- [Exercise] Please show each line of the items below that contains the word "tree".

- [Source material]
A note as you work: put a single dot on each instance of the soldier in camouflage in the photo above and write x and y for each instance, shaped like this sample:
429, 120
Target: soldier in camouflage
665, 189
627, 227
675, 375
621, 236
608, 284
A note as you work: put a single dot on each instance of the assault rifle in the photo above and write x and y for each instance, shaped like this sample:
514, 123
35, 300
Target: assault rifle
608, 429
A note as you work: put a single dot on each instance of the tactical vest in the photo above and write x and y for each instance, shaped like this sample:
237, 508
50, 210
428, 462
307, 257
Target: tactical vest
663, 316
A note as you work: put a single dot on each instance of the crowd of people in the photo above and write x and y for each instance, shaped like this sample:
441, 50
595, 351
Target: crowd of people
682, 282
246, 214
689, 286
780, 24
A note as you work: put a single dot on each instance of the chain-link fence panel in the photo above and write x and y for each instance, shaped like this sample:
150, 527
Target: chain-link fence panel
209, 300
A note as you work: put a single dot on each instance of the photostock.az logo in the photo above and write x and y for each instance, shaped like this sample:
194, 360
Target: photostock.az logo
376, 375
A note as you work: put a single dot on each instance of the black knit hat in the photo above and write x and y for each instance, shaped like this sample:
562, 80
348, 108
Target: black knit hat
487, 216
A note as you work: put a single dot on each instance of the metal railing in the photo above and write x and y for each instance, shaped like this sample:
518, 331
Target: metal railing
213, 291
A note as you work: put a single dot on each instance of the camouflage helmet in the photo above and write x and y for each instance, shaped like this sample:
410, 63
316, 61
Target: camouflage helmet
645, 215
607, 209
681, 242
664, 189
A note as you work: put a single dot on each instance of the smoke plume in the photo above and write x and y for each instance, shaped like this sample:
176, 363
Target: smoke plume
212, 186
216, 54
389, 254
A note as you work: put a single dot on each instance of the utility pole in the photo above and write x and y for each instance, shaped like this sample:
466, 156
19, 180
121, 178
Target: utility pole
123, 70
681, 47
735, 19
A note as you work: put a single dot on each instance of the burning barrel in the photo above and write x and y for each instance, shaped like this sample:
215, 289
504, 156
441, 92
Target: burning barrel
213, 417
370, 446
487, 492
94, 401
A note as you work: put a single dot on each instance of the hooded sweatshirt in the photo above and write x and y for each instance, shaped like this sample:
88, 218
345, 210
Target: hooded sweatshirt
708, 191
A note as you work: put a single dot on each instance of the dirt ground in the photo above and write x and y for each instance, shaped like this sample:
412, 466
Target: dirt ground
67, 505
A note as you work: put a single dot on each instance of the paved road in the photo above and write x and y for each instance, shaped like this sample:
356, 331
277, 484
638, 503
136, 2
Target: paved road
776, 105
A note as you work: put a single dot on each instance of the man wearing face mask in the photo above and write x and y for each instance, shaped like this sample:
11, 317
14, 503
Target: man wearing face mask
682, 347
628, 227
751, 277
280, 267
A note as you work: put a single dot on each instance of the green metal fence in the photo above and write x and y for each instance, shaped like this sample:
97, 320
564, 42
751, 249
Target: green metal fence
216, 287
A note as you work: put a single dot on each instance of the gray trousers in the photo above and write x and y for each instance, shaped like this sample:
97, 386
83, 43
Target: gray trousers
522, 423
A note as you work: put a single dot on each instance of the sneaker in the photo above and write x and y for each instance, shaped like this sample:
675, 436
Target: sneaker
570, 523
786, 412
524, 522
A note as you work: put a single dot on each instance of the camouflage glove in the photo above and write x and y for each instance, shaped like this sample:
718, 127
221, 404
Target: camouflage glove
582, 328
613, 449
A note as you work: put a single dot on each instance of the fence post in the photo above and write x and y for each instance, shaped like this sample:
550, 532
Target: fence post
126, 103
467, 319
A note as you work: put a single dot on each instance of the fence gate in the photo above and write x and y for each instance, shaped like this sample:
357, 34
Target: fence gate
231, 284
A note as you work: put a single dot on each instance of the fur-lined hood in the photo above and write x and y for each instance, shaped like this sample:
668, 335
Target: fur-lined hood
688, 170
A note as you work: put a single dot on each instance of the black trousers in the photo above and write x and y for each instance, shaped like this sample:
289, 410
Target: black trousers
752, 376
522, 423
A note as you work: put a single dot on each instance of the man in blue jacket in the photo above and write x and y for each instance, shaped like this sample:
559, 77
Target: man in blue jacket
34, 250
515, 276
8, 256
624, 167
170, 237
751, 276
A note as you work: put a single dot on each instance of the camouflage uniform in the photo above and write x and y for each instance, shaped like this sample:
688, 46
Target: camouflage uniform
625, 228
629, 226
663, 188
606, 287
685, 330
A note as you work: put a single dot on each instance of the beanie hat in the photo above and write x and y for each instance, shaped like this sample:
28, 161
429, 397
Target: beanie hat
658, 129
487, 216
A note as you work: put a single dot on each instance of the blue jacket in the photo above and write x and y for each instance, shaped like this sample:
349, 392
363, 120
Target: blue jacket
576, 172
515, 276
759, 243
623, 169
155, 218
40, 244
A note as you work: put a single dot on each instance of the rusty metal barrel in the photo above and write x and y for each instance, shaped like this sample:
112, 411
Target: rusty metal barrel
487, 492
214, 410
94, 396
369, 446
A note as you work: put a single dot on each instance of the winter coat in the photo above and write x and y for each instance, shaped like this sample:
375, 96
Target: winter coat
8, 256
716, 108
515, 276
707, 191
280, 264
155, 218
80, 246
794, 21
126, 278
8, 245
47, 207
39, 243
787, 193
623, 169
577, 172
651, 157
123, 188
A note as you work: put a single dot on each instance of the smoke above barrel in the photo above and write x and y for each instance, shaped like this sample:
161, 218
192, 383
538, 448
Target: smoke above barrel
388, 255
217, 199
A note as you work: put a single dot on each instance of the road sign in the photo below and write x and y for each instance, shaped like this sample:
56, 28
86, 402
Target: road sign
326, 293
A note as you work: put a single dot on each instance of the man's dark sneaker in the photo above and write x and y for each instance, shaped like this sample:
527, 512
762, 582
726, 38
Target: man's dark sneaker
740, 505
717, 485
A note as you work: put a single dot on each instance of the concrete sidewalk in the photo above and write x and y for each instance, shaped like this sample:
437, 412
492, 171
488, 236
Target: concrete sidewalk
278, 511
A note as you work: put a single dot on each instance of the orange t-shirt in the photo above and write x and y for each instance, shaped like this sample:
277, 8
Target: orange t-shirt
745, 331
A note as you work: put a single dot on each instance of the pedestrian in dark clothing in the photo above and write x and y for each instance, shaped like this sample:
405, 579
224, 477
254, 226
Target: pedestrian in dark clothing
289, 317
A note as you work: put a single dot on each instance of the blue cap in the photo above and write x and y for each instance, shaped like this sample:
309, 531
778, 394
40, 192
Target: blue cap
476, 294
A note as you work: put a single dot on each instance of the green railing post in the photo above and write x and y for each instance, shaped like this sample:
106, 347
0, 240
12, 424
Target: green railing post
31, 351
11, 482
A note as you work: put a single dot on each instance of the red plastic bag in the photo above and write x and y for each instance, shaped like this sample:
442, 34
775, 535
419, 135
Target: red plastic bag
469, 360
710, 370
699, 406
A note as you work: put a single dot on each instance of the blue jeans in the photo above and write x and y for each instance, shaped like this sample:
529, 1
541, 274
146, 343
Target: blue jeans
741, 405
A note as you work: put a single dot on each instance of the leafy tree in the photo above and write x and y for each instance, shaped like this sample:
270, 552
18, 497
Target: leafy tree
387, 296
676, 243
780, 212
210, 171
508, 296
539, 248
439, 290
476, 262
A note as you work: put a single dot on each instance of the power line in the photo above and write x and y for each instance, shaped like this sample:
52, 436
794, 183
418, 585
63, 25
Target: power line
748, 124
...
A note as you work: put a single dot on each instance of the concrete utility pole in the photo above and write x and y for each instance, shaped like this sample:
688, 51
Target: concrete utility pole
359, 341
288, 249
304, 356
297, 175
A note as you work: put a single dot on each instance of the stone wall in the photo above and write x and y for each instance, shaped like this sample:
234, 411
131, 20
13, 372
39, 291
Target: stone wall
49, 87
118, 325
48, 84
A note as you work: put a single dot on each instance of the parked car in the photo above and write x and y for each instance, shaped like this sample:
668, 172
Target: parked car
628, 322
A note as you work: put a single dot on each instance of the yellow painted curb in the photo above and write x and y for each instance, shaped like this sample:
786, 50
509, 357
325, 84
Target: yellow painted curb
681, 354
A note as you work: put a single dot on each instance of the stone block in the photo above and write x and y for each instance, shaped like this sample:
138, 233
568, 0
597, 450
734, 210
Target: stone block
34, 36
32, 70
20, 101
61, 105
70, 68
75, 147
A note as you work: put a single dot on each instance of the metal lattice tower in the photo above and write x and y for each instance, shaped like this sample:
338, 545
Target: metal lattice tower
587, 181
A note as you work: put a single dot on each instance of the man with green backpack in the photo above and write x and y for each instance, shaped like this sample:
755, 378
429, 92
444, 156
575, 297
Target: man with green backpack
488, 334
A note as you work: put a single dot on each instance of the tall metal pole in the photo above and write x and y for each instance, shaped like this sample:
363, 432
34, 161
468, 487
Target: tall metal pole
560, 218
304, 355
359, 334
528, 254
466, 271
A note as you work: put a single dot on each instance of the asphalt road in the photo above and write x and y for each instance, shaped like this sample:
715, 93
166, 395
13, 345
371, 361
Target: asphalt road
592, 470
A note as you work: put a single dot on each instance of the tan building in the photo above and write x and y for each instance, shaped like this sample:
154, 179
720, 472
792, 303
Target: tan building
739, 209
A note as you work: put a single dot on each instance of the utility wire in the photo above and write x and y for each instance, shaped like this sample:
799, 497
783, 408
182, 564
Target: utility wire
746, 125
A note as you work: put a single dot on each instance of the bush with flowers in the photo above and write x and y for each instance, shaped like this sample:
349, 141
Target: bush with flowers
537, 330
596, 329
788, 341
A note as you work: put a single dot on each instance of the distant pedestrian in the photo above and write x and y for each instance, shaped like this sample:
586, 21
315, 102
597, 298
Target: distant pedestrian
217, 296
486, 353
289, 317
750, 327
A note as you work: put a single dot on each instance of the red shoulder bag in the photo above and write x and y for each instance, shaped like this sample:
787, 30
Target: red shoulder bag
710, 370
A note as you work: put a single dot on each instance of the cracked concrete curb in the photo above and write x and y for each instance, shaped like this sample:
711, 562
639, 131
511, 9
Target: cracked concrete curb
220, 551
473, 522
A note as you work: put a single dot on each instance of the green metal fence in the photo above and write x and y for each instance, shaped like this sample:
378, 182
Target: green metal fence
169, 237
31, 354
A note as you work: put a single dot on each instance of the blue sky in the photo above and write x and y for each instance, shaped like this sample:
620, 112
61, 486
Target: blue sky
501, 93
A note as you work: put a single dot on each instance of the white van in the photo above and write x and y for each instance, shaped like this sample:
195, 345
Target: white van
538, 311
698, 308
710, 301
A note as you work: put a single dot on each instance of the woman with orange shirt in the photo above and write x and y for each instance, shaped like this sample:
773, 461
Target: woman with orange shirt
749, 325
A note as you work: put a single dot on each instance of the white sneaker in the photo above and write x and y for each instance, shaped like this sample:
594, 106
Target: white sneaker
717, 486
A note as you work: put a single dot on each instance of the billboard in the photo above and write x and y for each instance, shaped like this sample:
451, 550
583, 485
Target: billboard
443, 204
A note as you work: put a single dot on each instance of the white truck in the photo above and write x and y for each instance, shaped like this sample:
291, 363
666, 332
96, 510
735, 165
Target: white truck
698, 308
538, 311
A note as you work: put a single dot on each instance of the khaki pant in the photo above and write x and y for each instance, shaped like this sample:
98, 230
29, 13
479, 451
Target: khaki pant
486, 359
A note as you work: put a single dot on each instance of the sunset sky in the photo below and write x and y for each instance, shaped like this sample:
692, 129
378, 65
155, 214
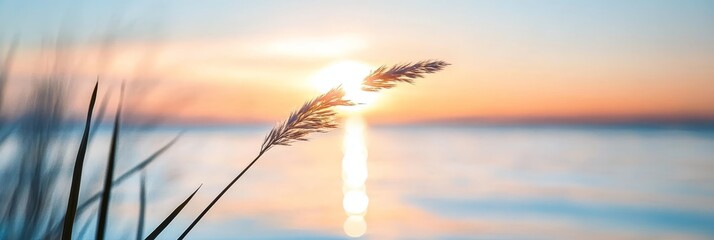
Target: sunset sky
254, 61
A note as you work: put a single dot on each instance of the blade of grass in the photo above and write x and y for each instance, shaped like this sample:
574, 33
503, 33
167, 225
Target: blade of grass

- [Written answer]
A note as you work: put a single dot on each instance of the leafy tree in the photo above and write x and y for each instance, shaped like this sample:
Target: leafy tree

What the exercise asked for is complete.